Data records
■ ■ ■
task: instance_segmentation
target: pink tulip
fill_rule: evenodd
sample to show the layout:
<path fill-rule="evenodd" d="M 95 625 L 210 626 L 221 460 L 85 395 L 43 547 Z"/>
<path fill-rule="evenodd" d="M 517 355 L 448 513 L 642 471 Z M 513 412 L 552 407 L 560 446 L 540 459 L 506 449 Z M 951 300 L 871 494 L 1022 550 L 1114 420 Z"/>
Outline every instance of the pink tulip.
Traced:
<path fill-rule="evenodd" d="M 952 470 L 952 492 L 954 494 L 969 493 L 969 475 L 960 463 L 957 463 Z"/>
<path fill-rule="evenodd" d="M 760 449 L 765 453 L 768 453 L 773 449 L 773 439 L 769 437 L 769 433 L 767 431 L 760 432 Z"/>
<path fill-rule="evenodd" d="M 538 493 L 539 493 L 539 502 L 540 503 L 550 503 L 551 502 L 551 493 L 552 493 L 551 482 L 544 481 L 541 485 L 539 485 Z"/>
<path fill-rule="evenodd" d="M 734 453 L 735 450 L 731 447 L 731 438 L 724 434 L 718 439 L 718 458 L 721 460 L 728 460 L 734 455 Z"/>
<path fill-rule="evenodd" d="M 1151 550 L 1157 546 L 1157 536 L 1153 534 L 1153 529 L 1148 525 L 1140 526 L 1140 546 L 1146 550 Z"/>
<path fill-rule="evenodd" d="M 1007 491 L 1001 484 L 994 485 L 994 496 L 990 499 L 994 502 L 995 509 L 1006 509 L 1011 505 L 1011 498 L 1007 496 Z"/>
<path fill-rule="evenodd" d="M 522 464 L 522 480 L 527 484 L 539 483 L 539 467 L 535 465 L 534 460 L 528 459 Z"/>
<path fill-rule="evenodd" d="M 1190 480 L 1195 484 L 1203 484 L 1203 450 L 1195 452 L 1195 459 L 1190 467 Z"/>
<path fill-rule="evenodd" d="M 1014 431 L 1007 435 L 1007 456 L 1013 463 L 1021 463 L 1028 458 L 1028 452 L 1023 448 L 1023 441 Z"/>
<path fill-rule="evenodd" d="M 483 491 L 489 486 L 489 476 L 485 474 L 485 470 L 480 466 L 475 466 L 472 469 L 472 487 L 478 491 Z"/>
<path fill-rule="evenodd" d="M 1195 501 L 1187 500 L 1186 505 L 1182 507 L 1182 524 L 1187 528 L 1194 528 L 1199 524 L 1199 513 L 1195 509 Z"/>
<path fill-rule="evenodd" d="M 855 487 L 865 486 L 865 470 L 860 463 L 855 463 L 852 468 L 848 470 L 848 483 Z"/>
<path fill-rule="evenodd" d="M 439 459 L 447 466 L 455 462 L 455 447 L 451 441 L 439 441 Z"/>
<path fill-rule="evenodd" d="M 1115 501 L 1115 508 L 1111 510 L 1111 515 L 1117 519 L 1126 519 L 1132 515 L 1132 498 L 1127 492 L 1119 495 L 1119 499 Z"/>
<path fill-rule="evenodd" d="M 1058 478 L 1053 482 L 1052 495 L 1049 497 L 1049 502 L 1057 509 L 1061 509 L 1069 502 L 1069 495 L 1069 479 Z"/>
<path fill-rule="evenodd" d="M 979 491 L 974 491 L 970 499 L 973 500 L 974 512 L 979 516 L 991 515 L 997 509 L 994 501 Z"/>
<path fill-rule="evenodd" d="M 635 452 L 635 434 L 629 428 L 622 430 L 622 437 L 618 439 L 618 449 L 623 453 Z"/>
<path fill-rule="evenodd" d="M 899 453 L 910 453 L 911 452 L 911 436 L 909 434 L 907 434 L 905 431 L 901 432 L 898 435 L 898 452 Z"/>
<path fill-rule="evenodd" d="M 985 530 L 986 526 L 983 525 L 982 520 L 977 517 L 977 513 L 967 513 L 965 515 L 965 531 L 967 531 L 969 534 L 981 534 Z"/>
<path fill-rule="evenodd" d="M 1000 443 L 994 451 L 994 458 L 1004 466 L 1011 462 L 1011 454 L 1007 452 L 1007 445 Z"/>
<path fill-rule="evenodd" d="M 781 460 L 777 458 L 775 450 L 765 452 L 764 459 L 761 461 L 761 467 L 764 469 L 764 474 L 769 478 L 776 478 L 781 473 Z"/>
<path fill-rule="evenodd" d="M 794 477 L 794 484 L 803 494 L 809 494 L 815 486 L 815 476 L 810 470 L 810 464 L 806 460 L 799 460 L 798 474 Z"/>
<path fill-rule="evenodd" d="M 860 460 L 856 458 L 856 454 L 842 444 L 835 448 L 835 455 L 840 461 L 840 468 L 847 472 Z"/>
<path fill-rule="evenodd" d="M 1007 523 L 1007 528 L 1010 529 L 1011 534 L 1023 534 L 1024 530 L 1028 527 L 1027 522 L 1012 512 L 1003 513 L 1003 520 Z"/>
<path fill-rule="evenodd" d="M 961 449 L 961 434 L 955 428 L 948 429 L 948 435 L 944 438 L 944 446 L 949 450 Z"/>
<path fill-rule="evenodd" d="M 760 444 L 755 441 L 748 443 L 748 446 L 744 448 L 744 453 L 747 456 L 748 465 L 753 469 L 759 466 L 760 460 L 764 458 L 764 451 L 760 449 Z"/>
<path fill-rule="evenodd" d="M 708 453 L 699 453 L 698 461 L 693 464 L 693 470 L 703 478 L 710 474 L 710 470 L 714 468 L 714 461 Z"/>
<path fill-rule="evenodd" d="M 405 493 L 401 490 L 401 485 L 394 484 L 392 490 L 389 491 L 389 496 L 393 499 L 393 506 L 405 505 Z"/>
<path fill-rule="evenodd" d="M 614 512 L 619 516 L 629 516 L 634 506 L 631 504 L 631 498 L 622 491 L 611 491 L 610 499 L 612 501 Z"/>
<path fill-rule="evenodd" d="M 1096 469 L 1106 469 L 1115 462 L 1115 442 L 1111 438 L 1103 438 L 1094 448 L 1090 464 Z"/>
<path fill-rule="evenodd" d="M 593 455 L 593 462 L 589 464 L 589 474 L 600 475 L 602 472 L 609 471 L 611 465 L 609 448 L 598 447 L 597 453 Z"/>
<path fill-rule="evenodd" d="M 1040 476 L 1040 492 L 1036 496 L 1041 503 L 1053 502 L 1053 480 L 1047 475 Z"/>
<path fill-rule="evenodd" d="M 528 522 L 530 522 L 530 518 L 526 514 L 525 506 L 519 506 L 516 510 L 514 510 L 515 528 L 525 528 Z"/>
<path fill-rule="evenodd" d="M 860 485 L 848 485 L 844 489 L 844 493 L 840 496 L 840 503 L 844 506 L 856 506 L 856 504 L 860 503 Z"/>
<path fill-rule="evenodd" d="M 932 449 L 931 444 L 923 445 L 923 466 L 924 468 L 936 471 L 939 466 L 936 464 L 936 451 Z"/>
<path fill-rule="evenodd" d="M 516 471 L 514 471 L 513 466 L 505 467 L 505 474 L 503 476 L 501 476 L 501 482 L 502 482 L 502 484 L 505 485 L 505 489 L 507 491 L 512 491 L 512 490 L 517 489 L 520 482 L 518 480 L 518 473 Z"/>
■ ■ ■
Problem:
In the records above, find the line with "fill_rule: evenodd"; write out exactly that line and each one after it, stopping after the line with "517 355 L 448".

Answer area:
fill_rule: evenodd
sample to show the layout:
<path fill-rule="evenodd" d="M 95 625 L 210 626 L 221 460 L 85 395 L 43 547 Z"/>
<path fill-rule="evenodd" d="M 517 355 L 448 513 L 642 471 Z M 513 412 L 552 407 L 560 446 L 540 459 L 506 449 Z M 951 300 L 871 494 L 1022 550 L 1114 420 Z"/>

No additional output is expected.